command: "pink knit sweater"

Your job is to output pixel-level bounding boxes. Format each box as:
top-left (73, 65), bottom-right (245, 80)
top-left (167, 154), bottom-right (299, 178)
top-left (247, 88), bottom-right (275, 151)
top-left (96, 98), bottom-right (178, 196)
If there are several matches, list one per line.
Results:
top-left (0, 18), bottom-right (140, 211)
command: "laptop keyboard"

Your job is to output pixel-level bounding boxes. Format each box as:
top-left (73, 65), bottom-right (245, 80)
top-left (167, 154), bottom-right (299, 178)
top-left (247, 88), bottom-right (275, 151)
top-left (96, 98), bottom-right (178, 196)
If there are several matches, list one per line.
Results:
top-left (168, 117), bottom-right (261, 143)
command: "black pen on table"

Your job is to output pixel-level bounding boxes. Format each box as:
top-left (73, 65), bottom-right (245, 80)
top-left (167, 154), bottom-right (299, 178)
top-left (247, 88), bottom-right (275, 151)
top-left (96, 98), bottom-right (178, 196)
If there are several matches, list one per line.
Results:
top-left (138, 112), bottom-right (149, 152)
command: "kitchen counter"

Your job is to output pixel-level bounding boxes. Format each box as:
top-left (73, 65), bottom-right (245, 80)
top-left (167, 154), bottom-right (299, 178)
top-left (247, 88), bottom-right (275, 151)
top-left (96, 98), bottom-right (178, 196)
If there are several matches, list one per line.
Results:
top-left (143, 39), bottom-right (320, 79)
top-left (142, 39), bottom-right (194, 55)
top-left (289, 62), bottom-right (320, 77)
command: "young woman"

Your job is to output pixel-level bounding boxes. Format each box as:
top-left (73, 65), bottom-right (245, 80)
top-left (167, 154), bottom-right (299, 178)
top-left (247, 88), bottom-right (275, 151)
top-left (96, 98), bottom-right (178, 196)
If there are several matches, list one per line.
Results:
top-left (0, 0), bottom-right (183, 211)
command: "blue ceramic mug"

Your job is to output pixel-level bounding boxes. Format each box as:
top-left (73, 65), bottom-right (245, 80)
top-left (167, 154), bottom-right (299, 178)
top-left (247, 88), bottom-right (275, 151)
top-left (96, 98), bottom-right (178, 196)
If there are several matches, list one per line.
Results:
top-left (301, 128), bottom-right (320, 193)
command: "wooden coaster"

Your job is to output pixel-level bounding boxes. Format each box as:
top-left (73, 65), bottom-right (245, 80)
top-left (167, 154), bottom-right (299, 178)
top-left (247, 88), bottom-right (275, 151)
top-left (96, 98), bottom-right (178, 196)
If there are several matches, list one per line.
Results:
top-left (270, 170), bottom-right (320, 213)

● ● ● ● ●

Work to complete: Mind each word and retype the entire listing above.

Task response:
command: "pink knit sweater"

Your job is to output pixel-level bounding boxes. Format each box as:
top-left (73, 65), bottom-right (245, 80)
top-left (167, 154), bottom-right (299, 178)
top-left (247, 88), bottom-right (275, 151)
top-left (96, 98), bottom-right (178, 196)
If there are several matches, list one per line.
Results:
top-left (0, 18), bottom-right (140, 211)
command: "laptop keyboard"

Your job is to output pixel-level bounding boxes. Format each box as:
top-left (73, 65), bottom-right (245, 80)
top-left (167, 154), bottom-right (299, 178)
top-left (247, 88), bottom-right (275, 151)
top-left (96, 98), bottom-right (178, 196)
If there are several matches, list one per line.
Results:
top-left (168, 117), bottom-right (261, 143)
command: "black pen on table"

Your job is to output pixel-level bounding boxes. Format each box as:
top-left (73, 65), bottom-right (245, 80)
top-left (167, 154), bottom-right (299, 178)
top-left (247, 88), bottom-right (275, 151)
top-left (96, 98), bottom-right (178, 196)
If there are several matches, list one per line.
Results:
top-left (138, 112), bottom-right (149, 152)
command: "kitchen counter"

Your job is to output pixel-level bounding boxes. Format each box as:
top-left (73, 65), bottom-right (245, 80)
top-left (167, 154), bottom-right (299, 178)
top-left (247, 88), bottom-right (275, 151)
top-left (96, 98), bottom-right (178, 196)
If there are several matches, list one per line.
Results:
top-left (143, 39), bottom-right (320, 79)
top-left (142, 39), bottom-right (194, 55)
top-left (289, 62), bottom-right (320, 77)
command: "young woman"

Your job is to output pixel-level bounding boxes. Format each box as:
top-left (73, 65), bottom-right (245, 80)
top-left (167, 154), bottom-right (299, 178)
top-left (247, 88), bottom-right (275, 151)
top-left (96, 98), bottom-right (178, 196)
If there are several matches, list one per line.
Results:
top-left (0, 0), bottom-right (183, 211)
command: "blue ceramic mug"

Your job is to output pixel-level bounding boxes. Format each box as:
top-left (73, 65), bottom-right (245, 80)
top-left (167, 154), bottom-right (299, 178)
top-left (247, 88), bottom-right (275, 151)
top-left (96, 98), bottom-right (178, 196)
If there are several matches, list one per line.
Results:
top-left (301, 128), bottom-right (320, 193)
command: "wooden coaster"

Your job is to output pixel-level bounding boxes. Format each box as:
top-left (73, 65), bottom-right (245, 80)
top-left (167, 154), bottom-right (299, 178)
top-left (247, 88), bottom-right (275, 151)
top-left (96, 98), bottom-right (178, 196)
If there are several matches, list one per line.
Results:
top-left (270, 170), bottom-right (320, 213)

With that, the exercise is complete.